━━ Selected text ━━

U.S. Supreme Court overturns death sentence of Billy Joe Magwood

June 24, 2010: The U.S. Supreme Court overturned the death sentence of Billy Joe Magwood, ruling that Magwood can argue that Alabama retroactively changed its laws to make his crime qualify for the death penalty.

Magwood, 59, black, was convicted for the murder of then 51-year-old Sheriff C.F. “Neil” Grantham, whom Magwood targeted after he served time on drug charges. Magwood became convinced that Grantham jailed him without cause and vowed revenge.

On the morning of March 1, 1979, he parked outside the jail and waited for the sheriff to arrive. When Grantham got out of his car, Magwood shot him and fled the scene.

Magwood was sentenced to death June 2, 1981. The conviction and death sentence were upheld by the state courts and the U.S. Supreme Court. In 1985, the U.S. District Court for the Middle District of Alabama also upheld the conviction, but required a new sentencing hearing for the consideration of additional mitigating circumstances.

Magwood was again sentenced to death in 1986 and the sentence upheld by the state appeals court.

━━━

= Brief =
Echo the passage on the Magwood death sentence ruling verbatim, between "June 24, 2010: The" and "fled the scene.", inclusive. The entries below have nothing to do with what you need to do.

━━ Data ━━

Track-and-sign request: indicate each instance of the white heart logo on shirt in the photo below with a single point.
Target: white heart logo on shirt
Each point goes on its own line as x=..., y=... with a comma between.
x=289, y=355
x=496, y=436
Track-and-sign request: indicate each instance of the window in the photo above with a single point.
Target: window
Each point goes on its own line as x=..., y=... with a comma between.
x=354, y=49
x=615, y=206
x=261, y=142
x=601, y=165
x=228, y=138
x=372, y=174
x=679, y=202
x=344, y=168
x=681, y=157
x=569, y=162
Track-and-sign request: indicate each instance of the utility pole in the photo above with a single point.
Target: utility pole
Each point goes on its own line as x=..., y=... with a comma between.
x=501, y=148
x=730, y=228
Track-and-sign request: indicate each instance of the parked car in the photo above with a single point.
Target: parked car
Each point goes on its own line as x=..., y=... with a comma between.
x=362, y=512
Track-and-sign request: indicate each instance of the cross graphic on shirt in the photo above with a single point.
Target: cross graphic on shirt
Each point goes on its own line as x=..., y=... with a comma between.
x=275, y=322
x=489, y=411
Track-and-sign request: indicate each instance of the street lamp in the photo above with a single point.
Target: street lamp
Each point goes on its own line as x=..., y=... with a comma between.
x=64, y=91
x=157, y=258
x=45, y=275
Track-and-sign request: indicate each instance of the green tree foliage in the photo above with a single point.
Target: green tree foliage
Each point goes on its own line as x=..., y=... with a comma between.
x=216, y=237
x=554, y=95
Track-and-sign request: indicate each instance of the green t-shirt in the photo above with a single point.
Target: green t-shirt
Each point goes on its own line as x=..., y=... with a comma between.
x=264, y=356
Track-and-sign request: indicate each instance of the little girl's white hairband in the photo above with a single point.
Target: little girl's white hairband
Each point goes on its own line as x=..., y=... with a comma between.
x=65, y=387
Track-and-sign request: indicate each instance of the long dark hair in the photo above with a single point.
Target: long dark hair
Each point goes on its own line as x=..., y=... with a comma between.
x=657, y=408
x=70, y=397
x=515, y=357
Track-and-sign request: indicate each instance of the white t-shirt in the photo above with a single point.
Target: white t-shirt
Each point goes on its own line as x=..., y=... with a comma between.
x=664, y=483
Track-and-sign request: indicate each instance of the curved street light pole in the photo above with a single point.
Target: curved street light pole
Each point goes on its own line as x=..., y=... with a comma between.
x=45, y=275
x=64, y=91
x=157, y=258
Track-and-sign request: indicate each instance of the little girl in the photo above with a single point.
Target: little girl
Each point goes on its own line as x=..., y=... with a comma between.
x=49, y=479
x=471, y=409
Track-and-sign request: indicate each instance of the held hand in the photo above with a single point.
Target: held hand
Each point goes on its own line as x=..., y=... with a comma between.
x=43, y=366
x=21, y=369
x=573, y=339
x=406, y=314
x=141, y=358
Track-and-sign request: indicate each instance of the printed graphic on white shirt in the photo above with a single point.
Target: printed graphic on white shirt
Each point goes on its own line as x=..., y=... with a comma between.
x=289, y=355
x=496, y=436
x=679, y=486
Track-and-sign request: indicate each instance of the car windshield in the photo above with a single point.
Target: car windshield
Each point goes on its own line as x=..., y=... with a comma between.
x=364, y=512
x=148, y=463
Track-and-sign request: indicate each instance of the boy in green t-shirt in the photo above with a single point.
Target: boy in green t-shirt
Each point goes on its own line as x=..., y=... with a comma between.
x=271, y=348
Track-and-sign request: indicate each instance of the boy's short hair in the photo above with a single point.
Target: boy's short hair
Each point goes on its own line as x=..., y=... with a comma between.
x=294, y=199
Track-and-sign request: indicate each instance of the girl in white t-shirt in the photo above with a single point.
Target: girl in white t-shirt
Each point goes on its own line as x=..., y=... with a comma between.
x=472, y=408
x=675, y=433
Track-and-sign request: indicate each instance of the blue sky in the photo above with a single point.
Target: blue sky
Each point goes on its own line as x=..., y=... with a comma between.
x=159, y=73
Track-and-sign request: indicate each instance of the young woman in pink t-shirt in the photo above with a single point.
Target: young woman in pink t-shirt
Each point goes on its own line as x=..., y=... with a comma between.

━━━

= Full solution =
June 24, 2010: The U.S. Supreme Court overturned the death sentence of Billy Joe Magwood, ruling that Magwood can argue that Alabama retroactively changed its laws to make his crime qualify for the death penalty.

Magwood, 59, black, was convicted for the murder of then 51-year-old Sheriff C.F. “Neil” Grantham, whom Magwood targeted after he served time on drug charges. Magwood became convinced that Grantham jailed him without cause and vowed revenge.

On the morning of March 1, 1979, he parked outside the jail and waited for the sheriff to arrive. When Grantham got out of his car, Magwood shot him and fled the scene.